**Your instructions:**
When you restate the entries that follow, keep every word exactly and drop the pictures.

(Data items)
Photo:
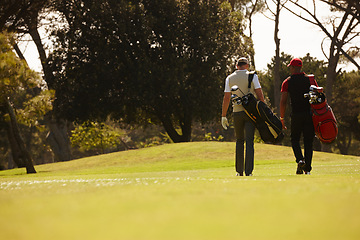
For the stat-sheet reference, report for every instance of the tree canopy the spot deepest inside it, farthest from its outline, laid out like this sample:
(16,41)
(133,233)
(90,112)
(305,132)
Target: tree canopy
(146,61)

**Result below:**
Photo:
For the stat-sheet reference, report for every instance of the tree canopy the spot deepest inside it, farthest from its outline, laid out like this sample:
(16,41)
(133,233)
(90,112)
(305,132)
Target: tree canopy
(146,61)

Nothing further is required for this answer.